### WHAT THIS TASK INVOLVES
Copy out the entries that follow, unchanged.

====== RECORDS FOR THE EXERCISE ======

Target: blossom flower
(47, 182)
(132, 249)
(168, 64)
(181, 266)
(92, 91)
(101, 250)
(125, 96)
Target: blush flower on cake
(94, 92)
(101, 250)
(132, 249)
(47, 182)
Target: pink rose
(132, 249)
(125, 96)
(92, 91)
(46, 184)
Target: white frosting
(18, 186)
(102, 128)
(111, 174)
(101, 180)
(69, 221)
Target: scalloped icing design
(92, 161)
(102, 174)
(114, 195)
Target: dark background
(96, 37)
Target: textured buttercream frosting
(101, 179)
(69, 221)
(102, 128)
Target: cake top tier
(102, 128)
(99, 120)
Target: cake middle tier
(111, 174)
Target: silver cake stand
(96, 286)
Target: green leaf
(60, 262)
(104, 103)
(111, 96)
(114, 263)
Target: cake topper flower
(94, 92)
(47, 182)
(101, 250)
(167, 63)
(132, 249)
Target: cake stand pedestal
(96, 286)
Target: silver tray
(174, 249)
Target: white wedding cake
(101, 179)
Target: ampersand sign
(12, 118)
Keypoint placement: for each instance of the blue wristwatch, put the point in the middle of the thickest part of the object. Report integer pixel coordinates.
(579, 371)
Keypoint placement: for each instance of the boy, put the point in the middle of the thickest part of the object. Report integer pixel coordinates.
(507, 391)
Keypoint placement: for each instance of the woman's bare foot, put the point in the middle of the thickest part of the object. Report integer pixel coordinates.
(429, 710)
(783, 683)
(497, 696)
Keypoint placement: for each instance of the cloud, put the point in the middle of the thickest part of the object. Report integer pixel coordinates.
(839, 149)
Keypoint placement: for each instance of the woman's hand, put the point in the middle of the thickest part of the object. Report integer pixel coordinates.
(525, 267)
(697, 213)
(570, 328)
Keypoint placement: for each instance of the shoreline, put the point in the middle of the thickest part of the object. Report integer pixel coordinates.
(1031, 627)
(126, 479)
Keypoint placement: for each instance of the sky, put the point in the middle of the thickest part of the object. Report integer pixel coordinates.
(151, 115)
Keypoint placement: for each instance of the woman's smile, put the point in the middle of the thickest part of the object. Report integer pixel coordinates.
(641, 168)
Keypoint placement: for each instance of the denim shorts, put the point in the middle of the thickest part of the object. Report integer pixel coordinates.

======

### TASK RESULT
Target: blossom flower
(47, 182)
(132, 249)
(168, 64)
(181, 266)
(92, 91)
(101, 250)
(125, 96)
Target: blush flower on cake
(94, 92)
(101, 250)
(132, 249)
(47, 182)
Target: pink rose
(132, 249)
(125, 96)
(92, 91)
(46, 184)
Target: white frosting
(18, 186)
(102, 128)
(111, 174)
(101, 180)
(69, 221)
Target: scalloped icing design
(92, 161)
(102, 174)
(114, 195)
Target: dark background
(96, 37)
Target: textured buttercream frosting
(101, 179)
(69, 221)
(102, 128)
Target: cake top tier
(102, 128)
(99, 120)
Target: cake middle tier
(111, 174)
Target: silver cake stand
(96, 286)
Target: green leaf
(60, 262)
(104, 103)
(111, 96)
(114, 263)
Target: cake topper flower
(94, 92)
(47, 182)
(101, 250)
(167, 63)
(132, 249)
Target: cake stand pedestal
(96, 286)
Target: silver tray
(174, 249)
Target: white wedding cake
(101, 179)
Target: ampersand sign
(12, 118)
Keypoint placement: for each instance of the blue wristwatch, put the point in the middle of the thickest part of the object. Report integer pixel coordinates.
(579, 371)
Keypoint placement: for each instance of the boy, put the point in the middle of the thickest part of the object. Report integer pixel coordinates.
(507, 391)
Keypoint placement: for each instance of the woman's bare foot, put the point in the middle of the thickest part of the object. Report integer pixel coordinates.
(429, 710)
(783, 683)
(497, 696)
Keypoint placement: for each instance of the cloud, put the point in the middle of the thickest part of the object. Report integer pixel coordinates.
(839, 149)
Keypoint placement: for each instance of the woman's hand, put the point in the middle of the thickest part of the object. Report integer pixel coordinates.
(525, 267)
(697, 213)
(570, 328)
Keypoint placement: for each instance of the shoreline, put the point in the middle of the thickest part of the object. Report integer pixel coordinates.
(1031, 627)
(126, 479)
Keypoint placement: for each instance of the sky, put the point in the middle of the thickest part of the object. Report integer pixel coordinates.
(151, 115)
Keypoint placement: for each instance of the woman's smile, put the point in the middle of the thickest part of the object. Report integer pixel coordinates.
(641, 168)
Keypoint placement: for each instance of the denim shorts, put the point in the middle of the thickest part of the object. Report integer pixel coordinates.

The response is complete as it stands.